═══ Supplied material

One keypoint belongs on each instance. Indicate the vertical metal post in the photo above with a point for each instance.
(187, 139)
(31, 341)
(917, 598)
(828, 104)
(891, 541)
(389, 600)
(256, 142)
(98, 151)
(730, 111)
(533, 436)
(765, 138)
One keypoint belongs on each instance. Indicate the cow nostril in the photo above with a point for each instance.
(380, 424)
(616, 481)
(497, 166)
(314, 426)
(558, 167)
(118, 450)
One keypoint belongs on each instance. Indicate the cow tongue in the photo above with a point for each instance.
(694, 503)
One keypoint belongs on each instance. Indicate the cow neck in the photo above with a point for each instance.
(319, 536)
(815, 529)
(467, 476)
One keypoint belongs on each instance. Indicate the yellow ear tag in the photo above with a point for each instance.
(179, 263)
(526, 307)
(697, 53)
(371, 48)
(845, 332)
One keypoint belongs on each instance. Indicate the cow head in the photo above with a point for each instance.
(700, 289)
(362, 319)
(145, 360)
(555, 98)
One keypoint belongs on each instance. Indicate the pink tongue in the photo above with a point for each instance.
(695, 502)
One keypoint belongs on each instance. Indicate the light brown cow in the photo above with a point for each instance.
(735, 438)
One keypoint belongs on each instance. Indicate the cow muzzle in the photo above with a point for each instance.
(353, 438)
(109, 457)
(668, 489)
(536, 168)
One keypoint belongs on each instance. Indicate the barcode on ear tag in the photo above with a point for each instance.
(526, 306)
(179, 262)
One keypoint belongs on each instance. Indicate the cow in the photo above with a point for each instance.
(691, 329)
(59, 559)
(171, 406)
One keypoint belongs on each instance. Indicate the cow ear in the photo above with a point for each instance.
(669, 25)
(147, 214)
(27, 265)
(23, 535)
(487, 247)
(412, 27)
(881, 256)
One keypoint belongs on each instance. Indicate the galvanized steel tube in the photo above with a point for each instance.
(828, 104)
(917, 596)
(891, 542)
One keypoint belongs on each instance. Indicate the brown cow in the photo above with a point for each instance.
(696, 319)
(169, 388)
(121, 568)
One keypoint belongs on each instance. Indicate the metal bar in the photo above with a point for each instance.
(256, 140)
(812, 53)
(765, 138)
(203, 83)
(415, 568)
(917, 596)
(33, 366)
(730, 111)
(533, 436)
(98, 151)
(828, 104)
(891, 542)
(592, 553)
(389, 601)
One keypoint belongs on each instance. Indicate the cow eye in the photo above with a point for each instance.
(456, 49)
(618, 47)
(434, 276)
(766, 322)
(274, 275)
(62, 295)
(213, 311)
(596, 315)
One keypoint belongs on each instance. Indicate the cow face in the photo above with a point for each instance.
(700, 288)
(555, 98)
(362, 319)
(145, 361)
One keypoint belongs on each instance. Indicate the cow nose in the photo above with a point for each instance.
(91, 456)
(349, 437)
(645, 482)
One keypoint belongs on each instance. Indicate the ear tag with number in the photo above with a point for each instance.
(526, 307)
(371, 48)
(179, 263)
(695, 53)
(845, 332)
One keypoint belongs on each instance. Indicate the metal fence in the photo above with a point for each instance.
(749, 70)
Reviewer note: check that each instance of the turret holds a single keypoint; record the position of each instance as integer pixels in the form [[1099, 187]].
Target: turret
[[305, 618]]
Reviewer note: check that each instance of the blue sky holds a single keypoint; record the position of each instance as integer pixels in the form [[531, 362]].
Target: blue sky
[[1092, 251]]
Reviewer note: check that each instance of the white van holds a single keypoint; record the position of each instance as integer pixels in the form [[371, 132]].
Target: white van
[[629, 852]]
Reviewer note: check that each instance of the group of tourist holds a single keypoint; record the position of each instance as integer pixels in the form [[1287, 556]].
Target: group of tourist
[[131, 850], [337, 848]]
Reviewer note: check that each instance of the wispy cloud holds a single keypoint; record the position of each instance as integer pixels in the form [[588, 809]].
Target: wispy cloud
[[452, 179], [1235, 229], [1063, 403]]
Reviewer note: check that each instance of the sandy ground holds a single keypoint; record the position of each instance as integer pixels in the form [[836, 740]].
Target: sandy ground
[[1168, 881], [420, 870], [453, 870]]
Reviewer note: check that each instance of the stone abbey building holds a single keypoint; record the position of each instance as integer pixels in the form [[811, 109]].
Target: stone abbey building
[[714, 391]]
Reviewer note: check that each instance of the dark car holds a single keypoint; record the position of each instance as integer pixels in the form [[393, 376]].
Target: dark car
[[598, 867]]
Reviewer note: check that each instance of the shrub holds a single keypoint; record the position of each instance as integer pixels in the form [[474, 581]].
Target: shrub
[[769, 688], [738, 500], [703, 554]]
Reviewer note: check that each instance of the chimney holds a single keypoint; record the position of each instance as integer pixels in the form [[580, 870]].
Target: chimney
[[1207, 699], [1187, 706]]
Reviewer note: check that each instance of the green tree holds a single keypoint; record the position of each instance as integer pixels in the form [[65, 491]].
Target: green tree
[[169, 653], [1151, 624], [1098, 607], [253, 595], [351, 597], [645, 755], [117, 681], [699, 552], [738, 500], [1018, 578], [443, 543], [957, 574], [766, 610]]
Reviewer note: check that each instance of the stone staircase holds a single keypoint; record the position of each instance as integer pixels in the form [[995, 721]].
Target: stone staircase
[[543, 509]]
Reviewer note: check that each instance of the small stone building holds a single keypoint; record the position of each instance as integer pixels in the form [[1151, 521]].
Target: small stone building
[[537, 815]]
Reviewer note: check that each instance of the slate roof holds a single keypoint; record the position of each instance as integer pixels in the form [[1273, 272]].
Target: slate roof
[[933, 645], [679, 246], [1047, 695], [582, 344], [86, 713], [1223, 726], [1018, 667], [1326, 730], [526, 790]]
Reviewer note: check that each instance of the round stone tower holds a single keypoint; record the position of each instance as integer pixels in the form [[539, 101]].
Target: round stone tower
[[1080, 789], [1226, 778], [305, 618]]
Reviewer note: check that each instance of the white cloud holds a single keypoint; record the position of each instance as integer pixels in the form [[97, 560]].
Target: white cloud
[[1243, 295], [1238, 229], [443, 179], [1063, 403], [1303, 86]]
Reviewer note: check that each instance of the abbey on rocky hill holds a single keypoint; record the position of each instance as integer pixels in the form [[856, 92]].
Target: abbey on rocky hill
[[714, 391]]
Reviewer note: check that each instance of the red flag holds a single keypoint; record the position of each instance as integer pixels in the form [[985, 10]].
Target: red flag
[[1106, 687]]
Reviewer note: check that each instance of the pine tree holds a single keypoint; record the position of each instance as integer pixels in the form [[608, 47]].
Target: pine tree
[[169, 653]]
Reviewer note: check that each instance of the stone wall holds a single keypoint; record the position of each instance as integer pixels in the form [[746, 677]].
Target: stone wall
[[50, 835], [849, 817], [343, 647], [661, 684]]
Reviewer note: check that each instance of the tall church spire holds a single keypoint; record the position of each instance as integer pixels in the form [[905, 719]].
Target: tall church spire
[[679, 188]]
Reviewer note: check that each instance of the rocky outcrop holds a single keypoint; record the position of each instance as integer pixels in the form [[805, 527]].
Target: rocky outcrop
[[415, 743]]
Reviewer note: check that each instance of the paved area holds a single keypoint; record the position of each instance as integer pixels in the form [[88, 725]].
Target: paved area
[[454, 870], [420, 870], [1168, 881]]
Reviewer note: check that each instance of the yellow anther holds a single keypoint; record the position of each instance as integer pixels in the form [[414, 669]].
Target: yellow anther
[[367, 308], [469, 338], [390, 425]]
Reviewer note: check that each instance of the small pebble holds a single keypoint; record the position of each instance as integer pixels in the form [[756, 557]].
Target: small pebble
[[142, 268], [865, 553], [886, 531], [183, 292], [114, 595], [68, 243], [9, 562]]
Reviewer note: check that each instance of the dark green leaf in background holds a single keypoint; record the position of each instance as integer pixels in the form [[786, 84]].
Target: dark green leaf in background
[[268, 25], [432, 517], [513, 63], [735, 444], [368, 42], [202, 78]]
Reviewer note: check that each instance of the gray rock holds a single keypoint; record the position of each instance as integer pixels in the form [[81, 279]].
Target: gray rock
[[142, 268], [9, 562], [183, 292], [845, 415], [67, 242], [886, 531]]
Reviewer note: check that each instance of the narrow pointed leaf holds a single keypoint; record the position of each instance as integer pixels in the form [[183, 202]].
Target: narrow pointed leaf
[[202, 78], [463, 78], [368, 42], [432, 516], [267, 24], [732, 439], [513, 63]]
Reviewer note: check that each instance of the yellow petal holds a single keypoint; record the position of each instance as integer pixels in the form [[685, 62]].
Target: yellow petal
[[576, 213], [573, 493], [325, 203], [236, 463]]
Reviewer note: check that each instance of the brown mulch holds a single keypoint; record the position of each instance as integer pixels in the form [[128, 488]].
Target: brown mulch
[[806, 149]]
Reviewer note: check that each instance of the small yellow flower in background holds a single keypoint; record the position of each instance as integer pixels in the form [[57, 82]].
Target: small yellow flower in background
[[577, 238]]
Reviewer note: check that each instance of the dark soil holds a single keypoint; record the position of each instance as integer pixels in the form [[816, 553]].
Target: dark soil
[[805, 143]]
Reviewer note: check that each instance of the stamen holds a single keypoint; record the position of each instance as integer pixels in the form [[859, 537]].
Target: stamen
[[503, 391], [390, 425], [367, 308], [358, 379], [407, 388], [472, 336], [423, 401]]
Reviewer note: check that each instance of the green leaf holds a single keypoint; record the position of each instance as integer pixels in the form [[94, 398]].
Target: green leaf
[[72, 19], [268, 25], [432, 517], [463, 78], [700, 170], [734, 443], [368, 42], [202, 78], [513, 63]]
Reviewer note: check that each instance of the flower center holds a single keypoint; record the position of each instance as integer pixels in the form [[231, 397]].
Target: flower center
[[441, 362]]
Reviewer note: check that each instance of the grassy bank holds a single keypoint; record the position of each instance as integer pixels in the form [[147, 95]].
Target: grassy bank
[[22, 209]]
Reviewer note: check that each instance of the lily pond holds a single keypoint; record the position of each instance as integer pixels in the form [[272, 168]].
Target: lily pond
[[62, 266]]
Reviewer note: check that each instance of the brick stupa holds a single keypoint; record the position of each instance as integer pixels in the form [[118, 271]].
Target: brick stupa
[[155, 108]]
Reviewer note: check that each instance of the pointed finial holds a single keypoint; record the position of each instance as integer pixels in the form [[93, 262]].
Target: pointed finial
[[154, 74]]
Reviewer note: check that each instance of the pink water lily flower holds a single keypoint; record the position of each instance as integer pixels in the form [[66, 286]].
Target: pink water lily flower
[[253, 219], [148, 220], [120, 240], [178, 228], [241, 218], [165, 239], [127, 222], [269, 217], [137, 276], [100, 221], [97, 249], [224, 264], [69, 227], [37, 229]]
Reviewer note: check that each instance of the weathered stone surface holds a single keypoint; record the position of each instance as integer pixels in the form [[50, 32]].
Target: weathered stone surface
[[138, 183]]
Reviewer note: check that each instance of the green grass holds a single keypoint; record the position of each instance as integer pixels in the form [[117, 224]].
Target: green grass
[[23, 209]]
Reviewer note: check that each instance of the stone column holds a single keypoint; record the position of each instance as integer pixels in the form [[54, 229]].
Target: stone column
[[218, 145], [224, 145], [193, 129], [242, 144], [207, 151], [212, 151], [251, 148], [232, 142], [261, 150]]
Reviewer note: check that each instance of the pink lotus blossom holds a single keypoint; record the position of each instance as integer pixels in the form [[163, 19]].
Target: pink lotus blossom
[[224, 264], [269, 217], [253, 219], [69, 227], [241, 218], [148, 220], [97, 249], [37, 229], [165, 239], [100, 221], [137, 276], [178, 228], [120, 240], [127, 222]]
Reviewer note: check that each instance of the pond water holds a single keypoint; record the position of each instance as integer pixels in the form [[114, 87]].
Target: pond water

══════

*Given request*
Could you retype everything in the material from the line containing "Reviewer note: check that each instance of the lily" down to the line containing "227], [37, 229]]", with both of those lines included?

*Response to this task*
Reviewer note: check that each instance of the lily pond holds a single keypoint; record the position of each instance as integer pixels in the form [[272, 168]].
Target: lily pond
[[62, 266]]
Reviewer note: check that each instance of the brick stupa holds a single keypoint; record the position of each instance as integer pixels in the form [[118, 271]].
Target: brick stupa
[[155, 108]]
Reviewer note: check that each instance of the pointed finial holds a single keypoint; record the position of each instance as integer pixels in the form [[93, 262]].
Target: pointed finial
[[154, 74]]
Reviewer note: check that each instance of the pink water lily flower holds a single keypoint; record the position of each instance as integer pixels in the form [[66, 286]].
Target: pink water lily flower
[[253, 219], [148, 220], [120, 240], [178, 228], [241, 218], [165, 239], [127, 222], [269, 217], [137, 276], [100, 221], [97, 249], [224, 264], [69, 227], [37, 229]]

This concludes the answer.